--- Information given Enclosed Below ---

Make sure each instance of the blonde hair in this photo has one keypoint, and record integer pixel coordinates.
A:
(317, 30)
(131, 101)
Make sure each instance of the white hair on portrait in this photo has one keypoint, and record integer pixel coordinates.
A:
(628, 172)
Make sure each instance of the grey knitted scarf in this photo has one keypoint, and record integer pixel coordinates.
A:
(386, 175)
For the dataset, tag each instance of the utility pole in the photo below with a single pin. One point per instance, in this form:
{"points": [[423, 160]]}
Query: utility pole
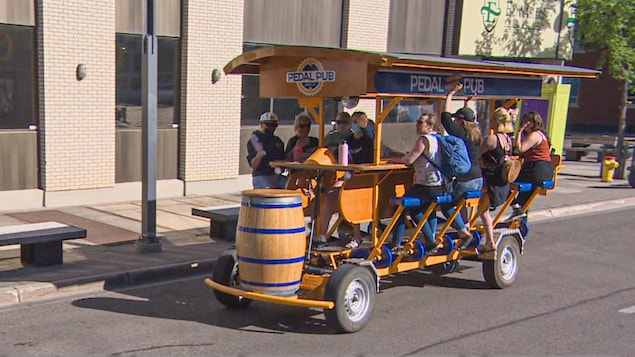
{"points": [[149, 241]]}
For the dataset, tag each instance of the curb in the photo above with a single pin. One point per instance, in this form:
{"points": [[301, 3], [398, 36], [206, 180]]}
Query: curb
{"points": [[575, 210], [30, 292]]}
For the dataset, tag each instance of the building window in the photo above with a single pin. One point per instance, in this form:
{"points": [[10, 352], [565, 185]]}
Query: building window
{"points": [[17, 73], [129, 57]]}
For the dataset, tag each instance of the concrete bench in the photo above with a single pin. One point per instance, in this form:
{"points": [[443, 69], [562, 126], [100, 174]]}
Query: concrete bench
{"points": [[576, 146], [223, 220], [40, 243]]}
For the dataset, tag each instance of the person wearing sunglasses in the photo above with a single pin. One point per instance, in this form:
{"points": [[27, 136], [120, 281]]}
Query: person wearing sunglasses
{"points": [[301, 145], [341, 132], [427, 182], [262, 148]]}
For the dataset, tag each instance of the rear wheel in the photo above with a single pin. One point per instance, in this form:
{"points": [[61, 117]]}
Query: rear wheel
{"points": [[352, 288], [226, 273], [501, 272]]}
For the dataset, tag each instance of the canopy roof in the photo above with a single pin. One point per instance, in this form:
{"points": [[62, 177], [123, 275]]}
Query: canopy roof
{"points": [[249, 62]]}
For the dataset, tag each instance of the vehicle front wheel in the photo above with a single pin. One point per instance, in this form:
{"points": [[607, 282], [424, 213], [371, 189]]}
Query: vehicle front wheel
{"points": [[352, 288], [226, 273], [501, 272]]}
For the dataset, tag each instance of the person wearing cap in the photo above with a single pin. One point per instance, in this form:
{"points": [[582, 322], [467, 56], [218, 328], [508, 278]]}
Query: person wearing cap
{"points": [[262, 148], [301, 145], [494, 147], [362, 143], [465, 127], [341, 132]]}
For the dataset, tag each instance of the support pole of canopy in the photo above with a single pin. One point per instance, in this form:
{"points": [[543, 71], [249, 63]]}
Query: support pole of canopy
{"points": [[148, 241]]}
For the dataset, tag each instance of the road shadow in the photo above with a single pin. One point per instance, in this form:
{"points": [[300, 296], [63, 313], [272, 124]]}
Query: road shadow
{"points": [[193, 301], [426, 276]]}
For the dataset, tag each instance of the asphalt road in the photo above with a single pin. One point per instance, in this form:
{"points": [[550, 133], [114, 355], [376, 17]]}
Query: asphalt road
{"points": [[575, 295]]}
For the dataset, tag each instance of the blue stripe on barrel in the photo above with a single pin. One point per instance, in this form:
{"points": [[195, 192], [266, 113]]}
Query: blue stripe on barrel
{"points": [[270, 230], [270, 261], [272, 205], [270, 285]]}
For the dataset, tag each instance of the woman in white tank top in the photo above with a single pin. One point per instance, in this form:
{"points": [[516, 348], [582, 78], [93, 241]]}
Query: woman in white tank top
{"points": [[428, 181]]}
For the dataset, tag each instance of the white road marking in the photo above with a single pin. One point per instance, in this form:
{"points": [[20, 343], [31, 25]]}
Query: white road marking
{"points": [[628, 310]]}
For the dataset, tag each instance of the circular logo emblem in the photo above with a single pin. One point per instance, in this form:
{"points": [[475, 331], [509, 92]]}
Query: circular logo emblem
{"points": [[310, 76]]}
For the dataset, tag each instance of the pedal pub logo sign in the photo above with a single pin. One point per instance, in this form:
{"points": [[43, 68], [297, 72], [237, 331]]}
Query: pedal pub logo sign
{"points": [[490, 11], [310, 76]]}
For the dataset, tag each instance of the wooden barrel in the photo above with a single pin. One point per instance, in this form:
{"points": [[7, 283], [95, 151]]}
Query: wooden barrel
{"points": [[270, 241]]}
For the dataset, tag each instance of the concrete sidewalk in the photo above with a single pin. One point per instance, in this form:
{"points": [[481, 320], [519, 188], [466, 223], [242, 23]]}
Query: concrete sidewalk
{"points": [[188, 249]]}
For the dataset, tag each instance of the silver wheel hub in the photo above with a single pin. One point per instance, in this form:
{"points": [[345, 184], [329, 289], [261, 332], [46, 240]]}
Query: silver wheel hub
{"points": [[508, 263], [356, 301]]}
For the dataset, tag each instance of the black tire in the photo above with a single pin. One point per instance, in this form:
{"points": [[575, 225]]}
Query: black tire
{"points": [[226, 273], [501, 272], [352, 288]]}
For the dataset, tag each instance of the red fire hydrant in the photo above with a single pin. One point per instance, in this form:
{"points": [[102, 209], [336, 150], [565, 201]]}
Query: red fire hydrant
{"points": [[608, 168]]}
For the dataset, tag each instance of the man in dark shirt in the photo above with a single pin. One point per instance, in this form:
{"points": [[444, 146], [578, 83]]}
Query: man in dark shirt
{"points": [[262, 148], [362, 142]]}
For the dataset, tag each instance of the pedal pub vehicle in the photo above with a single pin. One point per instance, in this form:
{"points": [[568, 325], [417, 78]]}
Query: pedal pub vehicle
{"points": [[274, 260]]}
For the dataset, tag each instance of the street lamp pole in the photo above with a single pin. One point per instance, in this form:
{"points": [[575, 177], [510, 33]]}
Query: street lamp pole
{"points": [[149, 241]]}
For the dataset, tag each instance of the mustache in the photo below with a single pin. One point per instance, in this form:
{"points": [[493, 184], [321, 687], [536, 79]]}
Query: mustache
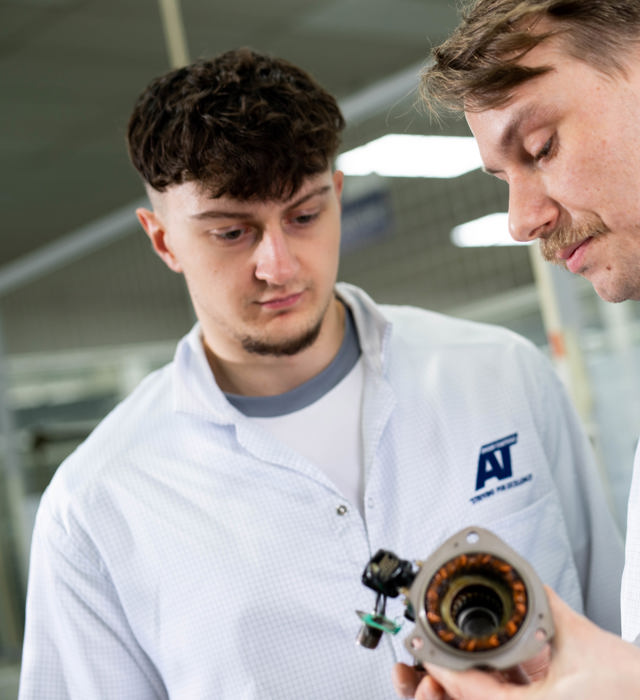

--- End of Enclosed Information given ---

Task to carry out »
Everything from the line with "Query: rear wheel" through the line with "For the dataset, tag each instance of the person wearing cap" in the listing above must be retyped exactly, with nothing added.

Solution »
Query: rear wheel
{"points": [[352, 288], [226, 273], [501, 272]]}
For the dataset, tag each instance of the canopy roof in the photo above with a single pin. One point per instance, in this form:
{"points": [[62, 177], [123, 275]]}
Query: canopy roof
{"points": [[249, 62]]}
For the dataset, tag each instance of the vehicle front wheel in the photo above with a single pin. One point per instance, in this form:
{"points": [[607, 282], [424, 213], [371, 189]]}
Query: vehicle front wheel
{"points": [[352, 288], [226, 273], [501, 272]]}
For the dataset, tag each instance of the person wearing cap in the photo above with a single pin. One point per instance, in this form:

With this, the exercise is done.